Data →

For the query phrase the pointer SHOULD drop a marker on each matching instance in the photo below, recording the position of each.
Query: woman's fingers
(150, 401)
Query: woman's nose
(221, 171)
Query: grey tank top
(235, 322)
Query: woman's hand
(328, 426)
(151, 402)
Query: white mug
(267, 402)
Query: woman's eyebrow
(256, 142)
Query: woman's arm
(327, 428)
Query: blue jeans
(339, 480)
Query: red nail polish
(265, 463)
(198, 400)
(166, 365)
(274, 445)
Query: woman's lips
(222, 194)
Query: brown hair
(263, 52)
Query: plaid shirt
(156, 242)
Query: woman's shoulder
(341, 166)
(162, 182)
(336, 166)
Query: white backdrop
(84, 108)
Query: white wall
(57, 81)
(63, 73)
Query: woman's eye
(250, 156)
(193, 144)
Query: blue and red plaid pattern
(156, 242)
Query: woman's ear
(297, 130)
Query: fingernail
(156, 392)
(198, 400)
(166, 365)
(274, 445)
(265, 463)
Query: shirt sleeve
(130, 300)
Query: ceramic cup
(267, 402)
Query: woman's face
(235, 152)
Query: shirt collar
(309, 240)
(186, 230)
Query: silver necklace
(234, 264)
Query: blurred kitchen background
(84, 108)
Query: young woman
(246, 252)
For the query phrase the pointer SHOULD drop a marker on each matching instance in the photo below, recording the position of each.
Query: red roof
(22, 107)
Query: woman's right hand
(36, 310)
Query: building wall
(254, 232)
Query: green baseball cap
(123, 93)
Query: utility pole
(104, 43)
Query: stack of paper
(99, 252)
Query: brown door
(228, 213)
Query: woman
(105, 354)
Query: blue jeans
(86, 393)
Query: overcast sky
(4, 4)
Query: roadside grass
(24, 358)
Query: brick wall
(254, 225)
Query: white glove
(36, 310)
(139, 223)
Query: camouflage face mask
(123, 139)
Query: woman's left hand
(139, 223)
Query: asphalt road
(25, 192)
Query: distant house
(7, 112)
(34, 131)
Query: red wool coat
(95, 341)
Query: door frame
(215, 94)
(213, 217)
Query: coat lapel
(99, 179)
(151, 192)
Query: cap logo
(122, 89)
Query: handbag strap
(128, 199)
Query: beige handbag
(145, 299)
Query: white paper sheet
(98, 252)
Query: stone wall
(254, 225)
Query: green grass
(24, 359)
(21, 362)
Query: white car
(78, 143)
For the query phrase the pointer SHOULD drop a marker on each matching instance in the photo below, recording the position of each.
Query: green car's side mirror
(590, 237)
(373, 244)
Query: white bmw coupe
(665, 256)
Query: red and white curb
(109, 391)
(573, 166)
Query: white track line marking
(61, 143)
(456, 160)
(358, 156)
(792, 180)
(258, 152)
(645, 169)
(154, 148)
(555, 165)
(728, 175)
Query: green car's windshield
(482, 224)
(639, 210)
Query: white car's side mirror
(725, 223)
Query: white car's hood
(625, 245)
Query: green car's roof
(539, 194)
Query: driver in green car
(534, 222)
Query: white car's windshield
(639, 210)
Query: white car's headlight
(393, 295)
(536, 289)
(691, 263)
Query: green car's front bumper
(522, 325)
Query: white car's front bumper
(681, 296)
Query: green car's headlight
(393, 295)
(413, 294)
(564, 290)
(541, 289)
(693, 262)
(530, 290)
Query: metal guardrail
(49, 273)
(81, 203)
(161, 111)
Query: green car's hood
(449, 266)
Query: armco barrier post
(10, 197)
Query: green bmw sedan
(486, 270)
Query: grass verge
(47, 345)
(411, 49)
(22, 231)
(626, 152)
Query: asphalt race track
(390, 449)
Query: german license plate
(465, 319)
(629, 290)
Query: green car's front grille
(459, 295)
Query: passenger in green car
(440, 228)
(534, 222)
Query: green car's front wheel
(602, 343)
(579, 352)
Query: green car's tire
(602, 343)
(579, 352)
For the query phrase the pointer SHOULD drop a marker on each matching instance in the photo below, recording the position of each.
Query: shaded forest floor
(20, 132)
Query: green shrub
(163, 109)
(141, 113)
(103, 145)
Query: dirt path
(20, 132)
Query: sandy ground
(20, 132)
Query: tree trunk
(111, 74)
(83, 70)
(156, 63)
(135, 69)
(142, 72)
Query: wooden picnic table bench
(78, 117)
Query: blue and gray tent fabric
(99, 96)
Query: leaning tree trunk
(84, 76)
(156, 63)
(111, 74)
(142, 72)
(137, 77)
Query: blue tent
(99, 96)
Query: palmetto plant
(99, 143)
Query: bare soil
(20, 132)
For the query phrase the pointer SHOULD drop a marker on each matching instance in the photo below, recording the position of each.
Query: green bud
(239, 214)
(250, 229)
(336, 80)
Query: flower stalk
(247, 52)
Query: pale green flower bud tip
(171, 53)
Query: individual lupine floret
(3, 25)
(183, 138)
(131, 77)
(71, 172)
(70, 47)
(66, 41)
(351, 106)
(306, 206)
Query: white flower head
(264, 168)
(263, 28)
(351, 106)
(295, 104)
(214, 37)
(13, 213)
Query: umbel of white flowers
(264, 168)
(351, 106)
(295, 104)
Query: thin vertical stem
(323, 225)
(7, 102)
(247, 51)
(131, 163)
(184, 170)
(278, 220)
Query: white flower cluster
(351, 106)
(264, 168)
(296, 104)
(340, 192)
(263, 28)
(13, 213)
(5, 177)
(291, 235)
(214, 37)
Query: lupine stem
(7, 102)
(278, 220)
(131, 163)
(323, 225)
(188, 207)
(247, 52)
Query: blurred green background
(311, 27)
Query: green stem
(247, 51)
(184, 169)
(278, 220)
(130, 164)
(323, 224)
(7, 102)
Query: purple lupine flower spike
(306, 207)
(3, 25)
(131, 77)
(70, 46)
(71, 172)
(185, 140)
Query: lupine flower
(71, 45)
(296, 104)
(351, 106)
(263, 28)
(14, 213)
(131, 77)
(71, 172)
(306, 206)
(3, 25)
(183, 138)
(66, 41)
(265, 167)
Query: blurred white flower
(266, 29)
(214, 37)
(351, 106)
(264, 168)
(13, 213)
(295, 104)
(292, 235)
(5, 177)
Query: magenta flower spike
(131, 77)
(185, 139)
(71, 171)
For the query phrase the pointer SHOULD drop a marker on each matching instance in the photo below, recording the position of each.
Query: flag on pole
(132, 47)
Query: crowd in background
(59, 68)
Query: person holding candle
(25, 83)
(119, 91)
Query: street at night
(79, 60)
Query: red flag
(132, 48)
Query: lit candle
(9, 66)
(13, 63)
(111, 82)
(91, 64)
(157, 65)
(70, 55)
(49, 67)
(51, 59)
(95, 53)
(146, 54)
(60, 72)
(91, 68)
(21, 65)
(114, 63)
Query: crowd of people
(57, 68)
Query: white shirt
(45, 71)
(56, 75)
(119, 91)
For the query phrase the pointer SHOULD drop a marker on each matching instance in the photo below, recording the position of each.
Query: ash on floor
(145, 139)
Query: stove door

Work order →
Return all entries exactly.

Solution →
For the query phrase the pointer SHOULD drop a marker on each matching instance in the photo below, recording the position of each.
Query: woman's fingers
(150, 401)
Query: woman's nose
(221, 171)
Query: grey tank top
(235, 322)
Query: woman's hand
(328, 426)
(151, 402)
Query: white mug
(267, 402)
Query: woman's eyebrow
(256, 142)
Query: woman's arm
(327, 428)
Query: blue jeans
(339, 480)
Query: red nail polish
(265, 463)
(198, 400)
(166, 365)
(274, 445)
Query: woman's lips
(222, 194)
Query: brown hair
(263, 52)
Query: plaid shirt
(156, 242)
Query: woman's shoulder
(341, 166)
(162, 182)
(336, 166)
Query: white backdrop
(84, 108)
Query: white wall
(57, 81)
(63, 73)
Query: woman's eye
(250, 156)
(193, 144)
Query: blue and red plaid pattern
(156, 242)
Query: woman's ear
(297, 130)
Query: fingernail
(156, 392)
(198, 400)
(166, 365)
(274, 445)
(265, 463)
Query: shirt sleeve
(130, 300)
Query: ceramic cup
(267, 402)
Query: woman's face
(235, 152)
Query: shirt collar
(309, 240)
(186, 230)
Query: silver necklace
(234, 264)
Query: blurred kitchen background
(84, 108)
Query: young woman
(246, 252)
For the query phrase the pointer SHOULD drop a marker on each matching instance in the photo below, recording the position of each.
Query: red roof
(22, 107)
Query: woman's right hand
(36, 310)
Query: building wall
(254, 232)
Query: green baseball cap
(123, 93)
Query: utility pole
(104, 43)
Query: stack of paper
(99, 252)
Query: brown door
(228, 213)
Query: woman
(105, 354)
Query: blue jeans
(86, 393)
Query: overcast sky
(4, 4)
Query: roadside grass
(24, 358)
Query: brick wall
(254, 225)
Query: white glove
(36, 310)
(139, 223)
Query: camouflage face mask
(123, 139)
Query: woman's left hand
(139, 223)
Query: asphalt road
(25, 192)
Query: distant house
(7, 112)
(34, 131)
Query: red wool coat
(95, 341)
Query: door frame
(215, 94)
(213, 217)
Query: coat lapel
(99, 179)
(151, 192)
Query: cap logo
(122, 89)
Query: handbag strap
(128, 199)
Query: beige handbag
(145, 299)
Query: white paper sheet
(98, 252)
Query: stone wall
(254, 225)
Query: green grass
(24, 359)
(21, 362)
Query: white car
(78, 143)
For the query phrase the pointer SHOULD drop a marker on each matching instance in the photo below, recording the position of each.
Query: green car's side mirror
(590, 237)
(373, 244)
Query: white bmw coupe
(665, 256)
Query: red and white curb
(109, 391)
(573, 166)
Query: white track line marking
(61, 143)
(456, 160)
(358, 156)
(792, 180)
(258, 152)
(645, 169)
(154, 148)
(555, 165)
(728, 175)
Query: green car's windshield
(482, 224)
(639, 210)
Query: white car's side mirror
(725, 223)
Query: white car's hood
(625, 245)
Query: green car's roof
(539, 194)
Query: driver in green car
(534, 222)
Query: white car's windshield
(639, 210)
Query: white car's headlight
(393, 295)
(536, 289)
(691, 263)
Query: green car's front bumper
(522, 325)
Query: white car's front bumper
(681, 296)
Query: green car's headlight
(393, 295)
(413, 294)
(564, 290)
(541, 289)
(693, 262)
(530, 290)
Query: metal guardrail
(49, 273)
(81, 203)
(161, 111)
Query: green car's hood
(449, 266)
Query: armco barrier post
(10, 197)
Query: green bmw sedan
(486, 270)
Query: grass verge
(47, 345)
(411, 49)
(22, 231)
(626, 152)
Query: asphalt race track
(390, 449)
Query: german license plate
(465, 319)
(629, 290)
Query: green car's front grille
(459, 295)
Query: passenger in green car
(440, 228)
(534, 222)
Query: green car's front wheel
(602, 343)
(579, 352)
Query: green car's tire
(602, 343)
(579, 352)
For the query phrase the pointer SHOULD drop a marker on each matching instance in the photo below, recording the position of each.
Query: shaded forest floor
(20, 132)
Query: green shrub
(163, 109)
(141, 113)
(103, 145)
Query: dirt path
(20, 132)
Query: sandy ground
(20, 132)
Query: tree trunk
(111, 74)
(83, 70)
(156, 63)
(135, 69)
(142, 72)
Query: wooden picnic table bench
(78, 117)
Query: blue and gray tent fabric
(99, 96)
Query: leaning tree trunk
(84, 76)
(156, 63)
(111, 74)
(142, 72)
(137, 77)
Query: blue tent
(99, 96)
Query: palmetto plant
(99, 143)
Query: bare soil
(20, 132)
For the query phrase the pointer SHOULD drop a marker on each matching instance in the photo below, recording the position of each.
Query: green bud
(239, 214)
(250, 229)
(336, 80)
Query: flower stalk
(247, 52)
Query: pale green flower bud tip
(171, 53)
Query: individual lupine floret
(3, 25)
(183, 138)
(131, 77)
(71, 172)
(70, 47)
(66, 41)
(351, 106)
(306, 206)
Query: white flower head
(264, 168)
(263, 28)
(351, 106)
(295, 104)
(214, 37)
(13, 213)
Query: umbel of white flowers
(264, 168)
(351, 106)
(295, 104)
Query: thin vertical stem
(323, 225)
(7, 102)
(247, 51)
(131, 163)
(184, 170)
(278, 220)
Query: white flower cluster
(351, 106)
(264, 168)
(296, 104)
(340, 192)
(263, 28)
(13, 213)
(5, 177)
(291, 235)
(214, 37)
Query: lupine stem
(7, 102)
(278, 220)
(131, 163)
(323, 225)
(188, 207)
(247, 52)
Query: blurred green background
(311, 27)
Query: green stem
(247, 51)
(184, 169)
(278, 220)
(130, 164)
(323, 224)
(7, 102)
Query: purple lupine flower spike
(306, 207)
(3, 25)
(131, 77)
(70, 46)
(71, 172)
(185, 140)
Query: lupine flower
(71, 45)
(296, 104)
(351, 106)
(263, 28)
(14, 213)
(131, 77)
(71, 172)
(306, 206)
(3, 25)
(183, 138)
(66, 41)
(265, 167)
Query: blurred white flower
(266, 29)
(214, 37)
(351, 106)
(264, 168)
(13, 213)
(295, 104)
(292, 235)
(5, 177)
Query: magenta flower spike
(131, 77)
(185, 139)
(71, 171)
For the query phrase the pointer SHOULD drop a marker on each matching instance in the photo below, recording the position of each.
Query: flag on pole
(132, 47)
Query: crowd in background
(59, 68)
Query: person holding candle
(25, 83)
(119, 91)
Query: street at night
(79, 60)
Query: red flag
(132, 48)
Query: lit candle
(9, 66)
(13, 63)
(111, 82)
(91, 64)
(157, 65)
(70, 55)
(49, 67)
(51, 59)
(95, 53)
(146, 54)
(60, 72)
(91, 68)
(21, 65)
(114, 63)
Query: crowd of people
(57, 68)
Query: white shirt
(45, 71)
(56, 75)
(119, 91)
For the query phrase the pointer SHOULD drop a marker on each matching instance in the photo below, recording the position of each.
Query: ash on floor
(145, 139)
Query: stove door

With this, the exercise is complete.